Task details:
Pull out each line of the material below that contains the string "antenna", and copy every such line in full, in its original order.

Records for the exercise:
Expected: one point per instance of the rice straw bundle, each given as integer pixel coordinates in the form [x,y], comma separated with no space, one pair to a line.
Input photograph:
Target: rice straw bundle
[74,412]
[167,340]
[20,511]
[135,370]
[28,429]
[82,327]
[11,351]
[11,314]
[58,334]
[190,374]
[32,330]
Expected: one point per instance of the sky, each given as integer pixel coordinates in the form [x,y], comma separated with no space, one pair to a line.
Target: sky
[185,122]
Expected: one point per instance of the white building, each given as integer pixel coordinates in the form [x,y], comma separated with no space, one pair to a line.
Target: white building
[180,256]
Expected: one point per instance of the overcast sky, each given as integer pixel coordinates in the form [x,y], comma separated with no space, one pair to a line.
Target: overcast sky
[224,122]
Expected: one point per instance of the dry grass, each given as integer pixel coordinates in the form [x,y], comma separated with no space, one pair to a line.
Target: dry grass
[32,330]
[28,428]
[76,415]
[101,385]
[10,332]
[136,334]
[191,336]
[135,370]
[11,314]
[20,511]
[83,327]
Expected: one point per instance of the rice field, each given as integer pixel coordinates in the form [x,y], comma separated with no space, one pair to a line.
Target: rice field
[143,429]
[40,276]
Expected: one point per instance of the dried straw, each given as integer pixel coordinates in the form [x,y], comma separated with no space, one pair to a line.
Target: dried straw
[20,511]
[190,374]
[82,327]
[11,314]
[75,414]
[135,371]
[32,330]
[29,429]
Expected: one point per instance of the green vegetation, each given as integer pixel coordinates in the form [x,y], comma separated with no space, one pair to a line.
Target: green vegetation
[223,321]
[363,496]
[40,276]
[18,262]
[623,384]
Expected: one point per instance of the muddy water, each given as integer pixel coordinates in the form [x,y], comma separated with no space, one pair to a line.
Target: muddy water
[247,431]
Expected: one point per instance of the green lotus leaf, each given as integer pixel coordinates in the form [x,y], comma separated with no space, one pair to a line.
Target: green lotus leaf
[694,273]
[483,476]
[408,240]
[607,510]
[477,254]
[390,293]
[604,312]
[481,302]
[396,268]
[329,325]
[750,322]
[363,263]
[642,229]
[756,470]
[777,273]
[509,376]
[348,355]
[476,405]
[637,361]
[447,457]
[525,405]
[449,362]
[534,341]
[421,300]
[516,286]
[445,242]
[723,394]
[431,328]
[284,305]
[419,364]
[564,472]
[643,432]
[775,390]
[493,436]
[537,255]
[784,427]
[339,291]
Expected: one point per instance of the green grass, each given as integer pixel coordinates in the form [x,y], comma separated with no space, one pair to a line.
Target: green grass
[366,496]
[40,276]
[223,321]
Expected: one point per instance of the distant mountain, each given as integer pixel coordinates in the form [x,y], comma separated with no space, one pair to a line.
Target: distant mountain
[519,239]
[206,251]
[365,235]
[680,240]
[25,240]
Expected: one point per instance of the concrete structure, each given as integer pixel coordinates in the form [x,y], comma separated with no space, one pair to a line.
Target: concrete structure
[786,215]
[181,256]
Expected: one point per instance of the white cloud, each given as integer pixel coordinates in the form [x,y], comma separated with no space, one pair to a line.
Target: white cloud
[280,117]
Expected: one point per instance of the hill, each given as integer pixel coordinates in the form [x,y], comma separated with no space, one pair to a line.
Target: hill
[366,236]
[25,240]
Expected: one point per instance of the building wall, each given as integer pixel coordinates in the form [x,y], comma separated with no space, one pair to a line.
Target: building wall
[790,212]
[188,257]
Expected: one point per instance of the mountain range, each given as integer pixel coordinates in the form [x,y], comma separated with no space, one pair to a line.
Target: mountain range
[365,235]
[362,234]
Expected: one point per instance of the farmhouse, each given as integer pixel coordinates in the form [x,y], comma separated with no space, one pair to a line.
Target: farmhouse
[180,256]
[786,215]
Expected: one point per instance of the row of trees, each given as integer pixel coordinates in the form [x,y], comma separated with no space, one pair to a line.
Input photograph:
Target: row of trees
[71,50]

---

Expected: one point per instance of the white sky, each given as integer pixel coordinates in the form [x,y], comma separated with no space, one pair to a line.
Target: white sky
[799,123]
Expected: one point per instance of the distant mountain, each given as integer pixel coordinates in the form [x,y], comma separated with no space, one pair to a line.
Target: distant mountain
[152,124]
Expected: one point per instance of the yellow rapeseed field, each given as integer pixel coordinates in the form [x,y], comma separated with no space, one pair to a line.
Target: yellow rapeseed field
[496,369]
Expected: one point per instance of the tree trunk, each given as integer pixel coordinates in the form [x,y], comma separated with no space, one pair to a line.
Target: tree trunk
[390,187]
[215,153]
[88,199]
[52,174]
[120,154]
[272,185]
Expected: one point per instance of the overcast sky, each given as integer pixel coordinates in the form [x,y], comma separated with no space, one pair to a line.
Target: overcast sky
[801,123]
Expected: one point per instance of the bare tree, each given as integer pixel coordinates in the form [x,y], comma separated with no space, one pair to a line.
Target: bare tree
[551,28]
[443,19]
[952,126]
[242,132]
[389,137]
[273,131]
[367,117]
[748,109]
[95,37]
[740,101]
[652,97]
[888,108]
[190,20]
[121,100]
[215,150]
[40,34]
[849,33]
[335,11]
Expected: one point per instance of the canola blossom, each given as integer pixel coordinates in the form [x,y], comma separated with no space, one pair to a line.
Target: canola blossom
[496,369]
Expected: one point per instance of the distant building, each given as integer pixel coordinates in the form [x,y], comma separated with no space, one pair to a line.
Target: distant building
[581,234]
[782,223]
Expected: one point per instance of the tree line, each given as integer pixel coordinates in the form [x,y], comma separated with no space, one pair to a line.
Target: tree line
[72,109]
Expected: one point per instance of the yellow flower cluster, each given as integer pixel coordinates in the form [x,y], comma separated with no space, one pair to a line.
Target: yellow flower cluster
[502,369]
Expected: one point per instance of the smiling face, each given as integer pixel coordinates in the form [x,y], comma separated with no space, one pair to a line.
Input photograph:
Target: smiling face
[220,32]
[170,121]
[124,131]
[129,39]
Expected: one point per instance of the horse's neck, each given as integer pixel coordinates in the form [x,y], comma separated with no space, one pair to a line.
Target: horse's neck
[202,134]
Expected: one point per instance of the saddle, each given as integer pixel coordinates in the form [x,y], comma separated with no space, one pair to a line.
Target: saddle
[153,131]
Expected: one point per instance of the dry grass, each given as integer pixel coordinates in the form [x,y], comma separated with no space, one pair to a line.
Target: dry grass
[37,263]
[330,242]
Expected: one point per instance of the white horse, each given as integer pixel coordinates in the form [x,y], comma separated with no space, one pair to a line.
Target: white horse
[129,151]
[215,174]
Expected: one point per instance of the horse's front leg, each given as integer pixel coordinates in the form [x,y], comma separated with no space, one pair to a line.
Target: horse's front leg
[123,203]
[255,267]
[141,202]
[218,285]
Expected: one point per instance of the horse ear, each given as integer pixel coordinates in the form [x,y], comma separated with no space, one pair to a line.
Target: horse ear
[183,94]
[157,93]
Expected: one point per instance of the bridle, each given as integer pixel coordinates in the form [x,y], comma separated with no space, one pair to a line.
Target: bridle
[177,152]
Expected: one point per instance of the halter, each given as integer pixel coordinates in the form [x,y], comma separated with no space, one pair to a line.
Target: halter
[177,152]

...

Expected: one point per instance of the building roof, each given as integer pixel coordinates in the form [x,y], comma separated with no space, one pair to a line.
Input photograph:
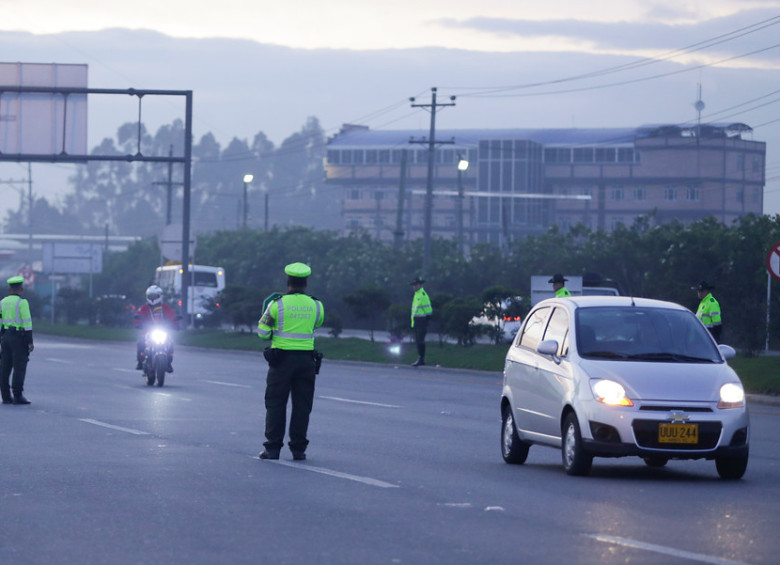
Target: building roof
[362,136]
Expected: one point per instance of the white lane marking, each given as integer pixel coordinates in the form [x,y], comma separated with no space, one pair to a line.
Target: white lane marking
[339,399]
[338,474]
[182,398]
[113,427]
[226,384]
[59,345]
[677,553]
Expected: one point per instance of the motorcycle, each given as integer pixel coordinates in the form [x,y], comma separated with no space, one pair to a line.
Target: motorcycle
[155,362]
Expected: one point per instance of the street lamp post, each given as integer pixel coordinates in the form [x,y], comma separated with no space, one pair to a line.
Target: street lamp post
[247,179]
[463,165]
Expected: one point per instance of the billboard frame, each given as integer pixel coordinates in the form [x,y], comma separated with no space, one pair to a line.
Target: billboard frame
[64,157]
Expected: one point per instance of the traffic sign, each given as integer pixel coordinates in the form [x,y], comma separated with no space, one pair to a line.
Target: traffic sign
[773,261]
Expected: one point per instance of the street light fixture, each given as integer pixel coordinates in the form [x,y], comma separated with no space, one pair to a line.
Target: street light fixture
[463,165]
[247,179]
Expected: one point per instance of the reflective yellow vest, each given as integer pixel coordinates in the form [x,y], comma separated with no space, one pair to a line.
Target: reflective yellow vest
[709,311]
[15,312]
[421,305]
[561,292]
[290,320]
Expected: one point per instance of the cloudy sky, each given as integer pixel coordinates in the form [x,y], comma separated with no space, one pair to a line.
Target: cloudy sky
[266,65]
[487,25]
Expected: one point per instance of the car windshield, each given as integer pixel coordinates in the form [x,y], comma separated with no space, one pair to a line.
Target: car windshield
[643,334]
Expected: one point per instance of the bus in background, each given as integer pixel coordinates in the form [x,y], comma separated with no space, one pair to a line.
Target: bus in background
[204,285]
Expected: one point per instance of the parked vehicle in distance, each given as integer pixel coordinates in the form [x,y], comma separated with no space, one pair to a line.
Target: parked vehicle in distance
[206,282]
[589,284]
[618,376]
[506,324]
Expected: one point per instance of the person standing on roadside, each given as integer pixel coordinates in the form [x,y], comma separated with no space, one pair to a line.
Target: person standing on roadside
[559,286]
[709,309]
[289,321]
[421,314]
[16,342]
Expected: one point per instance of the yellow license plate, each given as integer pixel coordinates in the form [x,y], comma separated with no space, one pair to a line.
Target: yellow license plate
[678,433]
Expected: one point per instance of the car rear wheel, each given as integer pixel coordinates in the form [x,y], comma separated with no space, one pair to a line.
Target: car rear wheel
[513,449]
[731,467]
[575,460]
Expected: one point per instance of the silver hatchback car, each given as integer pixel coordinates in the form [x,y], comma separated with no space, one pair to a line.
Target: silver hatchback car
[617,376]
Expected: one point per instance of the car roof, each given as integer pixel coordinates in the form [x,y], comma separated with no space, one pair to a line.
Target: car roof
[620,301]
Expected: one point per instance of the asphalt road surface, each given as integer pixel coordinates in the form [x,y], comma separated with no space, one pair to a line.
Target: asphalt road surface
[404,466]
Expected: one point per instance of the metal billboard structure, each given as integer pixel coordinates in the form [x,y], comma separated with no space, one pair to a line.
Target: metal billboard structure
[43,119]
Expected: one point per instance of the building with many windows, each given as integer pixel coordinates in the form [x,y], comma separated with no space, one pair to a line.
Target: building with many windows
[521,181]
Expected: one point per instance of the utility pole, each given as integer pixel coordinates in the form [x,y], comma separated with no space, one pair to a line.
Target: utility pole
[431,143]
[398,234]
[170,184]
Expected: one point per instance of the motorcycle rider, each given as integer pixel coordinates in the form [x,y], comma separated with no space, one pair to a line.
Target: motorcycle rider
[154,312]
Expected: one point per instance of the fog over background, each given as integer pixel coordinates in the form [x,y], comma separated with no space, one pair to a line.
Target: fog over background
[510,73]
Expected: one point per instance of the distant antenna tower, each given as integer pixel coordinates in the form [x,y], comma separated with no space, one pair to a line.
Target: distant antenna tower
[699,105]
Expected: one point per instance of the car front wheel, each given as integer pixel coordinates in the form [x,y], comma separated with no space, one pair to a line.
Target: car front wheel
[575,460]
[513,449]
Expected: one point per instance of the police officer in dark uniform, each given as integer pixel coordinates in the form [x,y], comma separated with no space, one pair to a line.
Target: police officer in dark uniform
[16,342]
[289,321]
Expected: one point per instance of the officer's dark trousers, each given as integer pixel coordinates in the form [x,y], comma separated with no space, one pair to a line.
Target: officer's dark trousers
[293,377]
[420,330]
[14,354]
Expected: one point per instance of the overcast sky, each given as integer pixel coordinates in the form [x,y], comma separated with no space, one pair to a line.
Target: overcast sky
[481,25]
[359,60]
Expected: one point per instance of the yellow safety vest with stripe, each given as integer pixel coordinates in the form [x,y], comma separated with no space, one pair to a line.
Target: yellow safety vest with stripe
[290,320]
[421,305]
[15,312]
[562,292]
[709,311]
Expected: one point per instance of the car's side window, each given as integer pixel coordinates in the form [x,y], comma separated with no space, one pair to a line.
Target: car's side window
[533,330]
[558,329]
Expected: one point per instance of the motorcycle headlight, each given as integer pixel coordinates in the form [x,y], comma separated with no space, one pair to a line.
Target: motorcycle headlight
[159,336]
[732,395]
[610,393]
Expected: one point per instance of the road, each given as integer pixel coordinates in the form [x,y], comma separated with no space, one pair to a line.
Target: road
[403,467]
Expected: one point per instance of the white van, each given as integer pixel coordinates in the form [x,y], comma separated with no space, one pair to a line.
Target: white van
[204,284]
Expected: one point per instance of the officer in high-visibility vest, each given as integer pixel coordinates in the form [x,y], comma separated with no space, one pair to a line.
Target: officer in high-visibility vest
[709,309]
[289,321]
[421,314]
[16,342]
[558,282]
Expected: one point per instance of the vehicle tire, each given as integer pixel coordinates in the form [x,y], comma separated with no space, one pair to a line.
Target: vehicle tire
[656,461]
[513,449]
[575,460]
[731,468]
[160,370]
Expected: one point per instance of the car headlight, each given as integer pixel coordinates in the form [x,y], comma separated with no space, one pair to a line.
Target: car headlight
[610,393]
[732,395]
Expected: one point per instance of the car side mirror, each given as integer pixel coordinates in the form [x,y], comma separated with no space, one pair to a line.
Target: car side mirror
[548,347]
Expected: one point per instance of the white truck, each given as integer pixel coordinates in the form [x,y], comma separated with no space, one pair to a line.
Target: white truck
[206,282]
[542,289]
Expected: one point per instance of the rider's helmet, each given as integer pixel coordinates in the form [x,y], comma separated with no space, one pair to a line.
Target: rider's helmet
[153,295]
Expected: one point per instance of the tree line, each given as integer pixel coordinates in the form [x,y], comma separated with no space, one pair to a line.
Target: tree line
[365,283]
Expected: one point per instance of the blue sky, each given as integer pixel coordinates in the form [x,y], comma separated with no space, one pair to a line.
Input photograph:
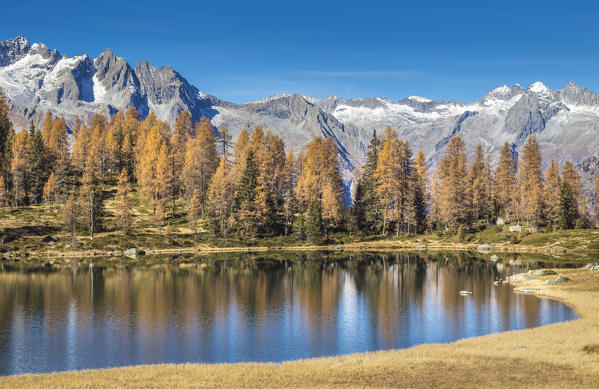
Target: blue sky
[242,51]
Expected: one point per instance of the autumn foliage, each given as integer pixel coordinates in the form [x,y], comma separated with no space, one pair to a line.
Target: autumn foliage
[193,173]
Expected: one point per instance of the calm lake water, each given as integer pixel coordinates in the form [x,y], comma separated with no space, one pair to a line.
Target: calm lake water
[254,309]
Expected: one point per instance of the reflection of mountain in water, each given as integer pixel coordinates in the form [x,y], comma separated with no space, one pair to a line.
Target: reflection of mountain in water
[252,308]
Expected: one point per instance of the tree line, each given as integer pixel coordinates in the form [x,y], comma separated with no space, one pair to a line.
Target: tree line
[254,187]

Output of the task:
Expected: one point per instance of the distant antenna tower, each given as integer pixel coordinates in the form [x,y], comma separated with no space, one pair to a line.
Target: distant antenna tower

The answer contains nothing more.